Task inputs Block Start
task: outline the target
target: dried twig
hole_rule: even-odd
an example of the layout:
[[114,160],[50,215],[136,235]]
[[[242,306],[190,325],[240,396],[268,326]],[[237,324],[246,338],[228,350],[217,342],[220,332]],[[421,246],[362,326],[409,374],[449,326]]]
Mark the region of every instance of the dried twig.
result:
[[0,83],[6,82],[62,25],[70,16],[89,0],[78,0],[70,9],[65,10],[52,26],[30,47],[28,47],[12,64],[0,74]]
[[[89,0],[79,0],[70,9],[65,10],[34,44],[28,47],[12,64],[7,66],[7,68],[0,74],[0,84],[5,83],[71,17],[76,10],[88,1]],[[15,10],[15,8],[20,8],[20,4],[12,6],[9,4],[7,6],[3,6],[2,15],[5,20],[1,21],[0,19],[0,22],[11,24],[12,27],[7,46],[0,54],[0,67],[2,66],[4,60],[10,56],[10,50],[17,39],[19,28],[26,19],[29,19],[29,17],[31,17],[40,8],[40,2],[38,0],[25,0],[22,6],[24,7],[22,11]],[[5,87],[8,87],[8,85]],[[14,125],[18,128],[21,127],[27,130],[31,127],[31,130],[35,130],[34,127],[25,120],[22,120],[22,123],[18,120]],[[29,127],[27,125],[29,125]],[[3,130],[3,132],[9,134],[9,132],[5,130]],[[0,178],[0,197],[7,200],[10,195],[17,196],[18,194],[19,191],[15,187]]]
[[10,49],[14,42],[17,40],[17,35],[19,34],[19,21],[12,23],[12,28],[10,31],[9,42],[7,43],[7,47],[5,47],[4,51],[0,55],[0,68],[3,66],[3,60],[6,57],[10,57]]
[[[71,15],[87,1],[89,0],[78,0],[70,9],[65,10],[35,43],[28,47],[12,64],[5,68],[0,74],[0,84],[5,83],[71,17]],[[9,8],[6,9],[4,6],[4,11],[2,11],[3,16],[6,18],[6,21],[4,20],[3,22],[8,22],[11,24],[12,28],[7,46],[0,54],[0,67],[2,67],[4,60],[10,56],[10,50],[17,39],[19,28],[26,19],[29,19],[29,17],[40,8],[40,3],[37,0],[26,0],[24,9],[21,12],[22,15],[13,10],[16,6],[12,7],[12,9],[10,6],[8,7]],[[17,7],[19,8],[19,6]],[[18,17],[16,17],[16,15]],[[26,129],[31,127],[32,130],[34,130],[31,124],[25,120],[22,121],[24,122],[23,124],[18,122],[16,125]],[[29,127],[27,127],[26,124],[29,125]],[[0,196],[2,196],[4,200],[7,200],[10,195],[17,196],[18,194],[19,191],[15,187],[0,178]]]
Task inputs Block End
- **Work to complete**
Reproduce, character for character, only the lines of the preceding data that start at the line with "target: dried twig" and end at the line with "Mark the region", both included.

- **Response to this exercise**
target: dried twig
hole_rule: even-odd
an example of the layout:
[[114,160],[50,215],[136,235]]
[[[242,306],[190,325],[240,396],[268,326]],[[237,324],[246,338],[228,350],[217,342],[220,332]],[[421,246],[362,326],[409,374],[449,326]]]
Mark the region of every instance of the dried twig.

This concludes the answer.